■ VORLIEGENDER TEXT ■
▽

# Angeln in West Kanada



## heinrich (14. März 2002)

Hallo zusammen

Weil der nächste Urlaub noch so weit hin ist habe ich mich entschlosse den letzen Sommerurlaub noch mal Revue passieren zu lassen.Nach langer Diskussion mit meiner besseren Hälfte war das Reiseziel klar,wir machen eine Rundreise durch British Columbia,auf eigene Faust im Mietwagen.Angelkolege Stefan mit Frau waren sofort begeistert.Ausgehandelt wurden zwei!! Angeltage während 
unseres dreiwöchigen urlaubs,aber besser als garnichts
schließlich waren wir vorher schon auf Bomlö zum Meeresangeln also hielten sich die Proteste in Grenzen.

△

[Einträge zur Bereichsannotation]
▽

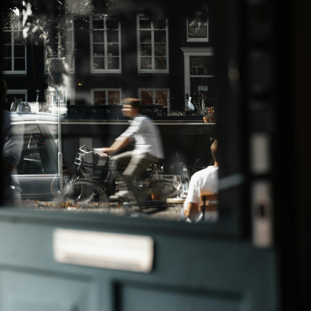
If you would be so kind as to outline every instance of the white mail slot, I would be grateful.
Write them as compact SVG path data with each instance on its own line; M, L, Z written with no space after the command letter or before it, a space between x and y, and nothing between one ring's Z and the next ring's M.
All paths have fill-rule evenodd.
M151 237L58 228L53 253L59 262L147 273L152 269Z

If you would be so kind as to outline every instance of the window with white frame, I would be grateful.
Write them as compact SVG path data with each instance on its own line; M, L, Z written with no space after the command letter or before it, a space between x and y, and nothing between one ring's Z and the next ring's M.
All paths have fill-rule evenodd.
M137 30L138 72L168 72L167 19L138 15Z
M138 93L142 104L161 105L169 111L169 89L139 89Z
M72 59L74 57L73 51L74 49L73 23L72 23L66 29L65 34L64 40L64 47L60 47L59 40L58 38L50 39L49 42L44 40L45 50L46 51L44 59L44 70L46 74L48 73L48 67L46 65L46 59L51 57L58 57L58 49L60 48L64 48L65 57L68 60L68 63L70 66L70 72L74 73L74 63Z
M27 90L8 90L5 96L5 101L7 103L7 107L9 109L12 108L14 103L17 104L20 102L28 101Z
M185 107L202 99L209 106L216 105L214 50L211 48L183 48L185 67Z
M2 30L1 40L1 70L2 74L27 73L26 39L18 27L19 12L9 26Z
M119 73L121 26L117 16L95 14L91 20L91 72Z
M91 92L91 102L94 105L120 104L121 89L92 89Z
M208 41L208 17L207 8L201 9L189 14L187 18L187 41Z

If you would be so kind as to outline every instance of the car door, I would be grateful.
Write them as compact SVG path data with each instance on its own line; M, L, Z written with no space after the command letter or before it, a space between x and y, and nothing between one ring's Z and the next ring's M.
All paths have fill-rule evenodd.
M19 183L22 198L51 199L51 183L58 171L57 123L36 121L13 125L19 128L14 132L23 141L20 161L13 176Z

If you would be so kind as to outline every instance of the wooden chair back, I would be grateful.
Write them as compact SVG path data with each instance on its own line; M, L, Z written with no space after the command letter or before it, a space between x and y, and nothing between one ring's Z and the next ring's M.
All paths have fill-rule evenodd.
M215 202L211 203L212 201ZM201 192L200 194L199 210L203 214L203 220L206 211L218 211L218 194Z

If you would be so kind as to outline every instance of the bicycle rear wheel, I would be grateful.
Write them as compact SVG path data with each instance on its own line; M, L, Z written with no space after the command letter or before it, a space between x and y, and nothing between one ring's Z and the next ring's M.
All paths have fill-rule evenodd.
M171 197L176 189L169 179L151 181L142 192L138 200L141 212L148 213L164 211L167 207L166 198Z
M77 183L83 179L78 172L72 169L66 169L63 171L63 200L72 200L77 202L80 200L85 191L85 186L83 183ZM58 175L54 177L51 184L51 192L53 198L56 198L60 194L59 180Z

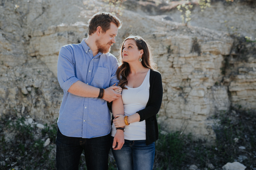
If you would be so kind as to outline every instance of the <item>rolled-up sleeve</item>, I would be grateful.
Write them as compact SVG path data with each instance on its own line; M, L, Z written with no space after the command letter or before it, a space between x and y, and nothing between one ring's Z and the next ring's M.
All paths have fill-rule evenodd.
M57 65L58 80L61 87L67 92L70 86L79 80L76 77L74 59L71 51L65 46L61 47Z
M116 58L114 57L115 59L113 60L112 62L112 69L111 74L111 78L109 82L109 86L111 86L114 84L116 83L116 85L117 85L119 83L119 81L117 79L116 76L116 70L118 68L118 62Z

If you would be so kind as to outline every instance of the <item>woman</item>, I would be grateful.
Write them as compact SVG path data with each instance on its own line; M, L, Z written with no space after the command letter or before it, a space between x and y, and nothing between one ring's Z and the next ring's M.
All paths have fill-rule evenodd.
M154 142L158 139L156 114L163 97L161 74L155 70L148 45L140 36L122 41L119 60L122 65L116 74L123 90L122 98L113 101L111 136L124 127L125 143L116 150L114 141L112 152L119 170L152 170ZM122 100L124 116L116 108Z

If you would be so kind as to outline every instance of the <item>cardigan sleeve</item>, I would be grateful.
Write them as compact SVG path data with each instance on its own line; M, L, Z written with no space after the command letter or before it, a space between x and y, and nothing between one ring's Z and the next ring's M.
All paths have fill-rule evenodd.
M150 80L149 100L145 108L137 112L140 117L140 122L157 114L162 104L163 90L161 74L155 71L152 71L152 79Z

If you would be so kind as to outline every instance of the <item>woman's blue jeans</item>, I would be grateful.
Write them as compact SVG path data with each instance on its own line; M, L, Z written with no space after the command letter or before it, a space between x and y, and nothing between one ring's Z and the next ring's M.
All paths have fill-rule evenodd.
M88 170L107 170L111 136L85 139L68 137L58 129L56 138L56 163L58 170L79 169L83 150Z
M113 143L113 138L111 137ZM146 145L145 140L125 140L120 150L112 148L118 170L152 170L155 153L155 143Z

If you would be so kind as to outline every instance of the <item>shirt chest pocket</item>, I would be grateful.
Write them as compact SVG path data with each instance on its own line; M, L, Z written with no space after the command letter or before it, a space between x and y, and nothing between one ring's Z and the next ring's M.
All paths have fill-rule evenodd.
M98 67L93 79L95 82L101 87L104 83L109 81L111 75L108 73L108 69L107 68Z

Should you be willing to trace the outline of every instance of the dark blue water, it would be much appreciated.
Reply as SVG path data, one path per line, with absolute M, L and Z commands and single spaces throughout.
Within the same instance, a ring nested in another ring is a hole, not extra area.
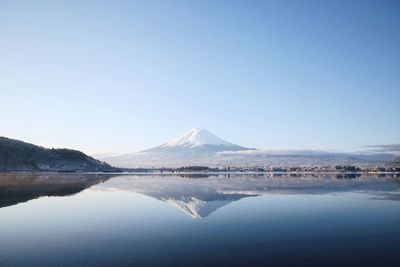
M 400 266 L 393 177 L 0 175 L 0 266 Z

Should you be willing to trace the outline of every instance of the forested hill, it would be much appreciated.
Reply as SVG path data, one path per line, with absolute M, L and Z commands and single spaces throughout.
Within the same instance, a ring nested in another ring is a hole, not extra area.
M 47 149 L 0 137 L 0 171 L 103 172 L 117 168 L 71 149 Z

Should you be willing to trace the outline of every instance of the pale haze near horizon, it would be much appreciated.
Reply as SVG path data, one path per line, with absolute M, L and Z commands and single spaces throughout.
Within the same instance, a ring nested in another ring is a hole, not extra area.
M 396 1 L 1 1 L 0 136 L 133 152 L 400 143 Z

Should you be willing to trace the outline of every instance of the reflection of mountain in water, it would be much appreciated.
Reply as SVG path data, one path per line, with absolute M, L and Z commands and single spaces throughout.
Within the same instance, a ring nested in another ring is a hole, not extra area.
M 0 174 L 0 208 L 42 196 L 69 196 L 103 182 L 101 174 Z
M 321 194 L 343 191 L 397 189 L 392 178 L 332 176 L 268 177 L 216 175 L 208 178 L 181 176 L 119 176 L 93 190 L 124 190 L 141 193 L 176 207 L 192 218 L 204 218 L 217 209 L 245 197 L 263 194 Z
M 114 177 L 114 178 L 112 178 Z M 351 179 L 350 179 L 351 178 Z M 192 218 L 204 218 L 234 201 L 265 194 L 326 194 L 365 192 L 375 199 L 400 200 L 399 178 L 378 176 L 268 176 L 111 174 L 0 174 L 0 208 L 41 196 L 69 196 L 87 188 L 130 191 L 176 207 Z
M 150 195 L 149 195 L 150 196 Z M 156 199 L 164 201 L 169 205 L 176 207 L 194 219 L 204 218 L 217 209 L 228 205 L 233 201 L 253 195 L 245 194 L 215 194 L 215 195 L 196 195 L 196 196 L 153 196 Z

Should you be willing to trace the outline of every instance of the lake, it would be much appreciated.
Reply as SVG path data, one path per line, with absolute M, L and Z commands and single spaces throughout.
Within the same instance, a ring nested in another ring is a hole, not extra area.
M 0 174 L 0 266 L 400 266 L 393 175 Z

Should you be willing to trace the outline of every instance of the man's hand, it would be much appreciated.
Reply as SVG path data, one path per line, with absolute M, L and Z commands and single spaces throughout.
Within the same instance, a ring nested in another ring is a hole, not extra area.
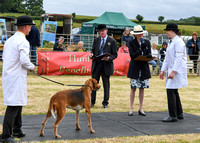
M 109 57 L 103 57 L 103 60 L 104 60 L 104 61 L 108 61 L 108 60 L 109 60 Z
M 89 54 L 89 58 L 90 58 L 90 59 L 92 59 L 92 57 L 93 57 L 93 54 L 92 54 L 92 53 L 90 53 L 90 54 Z
M 164 71 L 160 72 L 160 79 L 162 79 L 162 80 L 164 79 Z
M 175 76 L 176 72 L 175 71 L 172 71 L 169 76 L 168 76 L 168 79 L 173 79 L 174 76 Z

△

■ ARBEITSAUFTRAG ■
Setze den Reisebericht über das Angeln in Westkanada im Anschluss an seinen letzten Satz fort.

■ ENDGÜLTIGE ANTWORT ■
Die große Frage war nur wie wir diese knappe Zeit sinnvoll nutzen sollten?anfragen im Bekanntenkreis sowie in verschiedenen Foren brachten keine Erkenntnise.Hilfe
kam dann von einem Bekannten beim Bavarian Guiding Service
in Mequinenza/Spanien schnell waren übers Netz und fon
die ersten Kontakte geknüpft.Ergebniss.ein Tag Heilbutt und Lachs von Vancouver Island,ein Tag Störfischen im Fraser River.Ich erspar euch jetzt mal das ganze Touri Gedöns.
Fünf Tage nach unserer Ankunft kamen wir in Ucluelet am
Pazifik,Westseite Vancouver Island an.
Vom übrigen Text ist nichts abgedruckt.